**WHAT YOU NEED TO DO:** In the material from the line containing "out like [1005,43]." through the end, both ends included, change "marker" to "pin" and leave everything else unchanged. Give back only those lines.

━━━ DATA EXTRACT

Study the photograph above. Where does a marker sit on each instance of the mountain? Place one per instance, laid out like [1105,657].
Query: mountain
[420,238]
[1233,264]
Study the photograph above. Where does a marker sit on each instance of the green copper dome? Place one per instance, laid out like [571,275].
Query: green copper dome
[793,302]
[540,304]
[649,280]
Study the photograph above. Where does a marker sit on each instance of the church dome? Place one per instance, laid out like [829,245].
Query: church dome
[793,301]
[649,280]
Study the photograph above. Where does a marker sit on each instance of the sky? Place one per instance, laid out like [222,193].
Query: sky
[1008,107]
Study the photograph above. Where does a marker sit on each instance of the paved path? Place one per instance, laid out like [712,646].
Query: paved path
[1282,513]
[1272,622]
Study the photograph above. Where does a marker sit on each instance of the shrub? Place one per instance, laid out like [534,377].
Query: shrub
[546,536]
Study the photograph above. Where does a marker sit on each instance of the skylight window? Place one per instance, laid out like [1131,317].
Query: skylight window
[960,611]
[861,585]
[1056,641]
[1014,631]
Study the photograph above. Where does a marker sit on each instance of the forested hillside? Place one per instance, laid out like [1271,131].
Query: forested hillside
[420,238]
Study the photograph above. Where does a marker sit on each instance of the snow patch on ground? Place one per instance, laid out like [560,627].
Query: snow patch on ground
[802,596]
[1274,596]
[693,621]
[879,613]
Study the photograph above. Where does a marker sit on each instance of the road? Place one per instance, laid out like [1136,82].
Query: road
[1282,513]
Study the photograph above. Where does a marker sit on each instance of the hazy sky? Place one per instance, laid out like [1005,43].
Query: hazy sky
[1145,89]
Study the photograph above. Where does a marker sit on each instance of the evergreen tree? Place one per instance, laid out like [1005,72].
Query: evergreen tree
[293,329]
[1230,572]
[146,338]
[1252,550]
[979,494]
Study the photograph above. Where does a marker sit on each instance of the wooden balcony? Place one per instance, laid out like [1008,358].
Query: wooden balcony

━━━━━━

**ANSWER BELOW:**
Study the photograph above. Where does a pin sit on each instance of the hazy sky? Place one per instance, laid out like [1005,43].
Query: hazy sky
[1145,89]
Study the photograph above. Where does a pin sit on each instance of the evergreen tree? Place one per instance, laid out like [1005,72].
Query: evergreen tree
[293,329]
[1230,572]
[146,338]
[1252,550]
[979,494]
Study the photograph above. Where does a pin sit on each instance of the wooden balcony? Place one per instance, laid out like [1008,358].
Query: wooden balcony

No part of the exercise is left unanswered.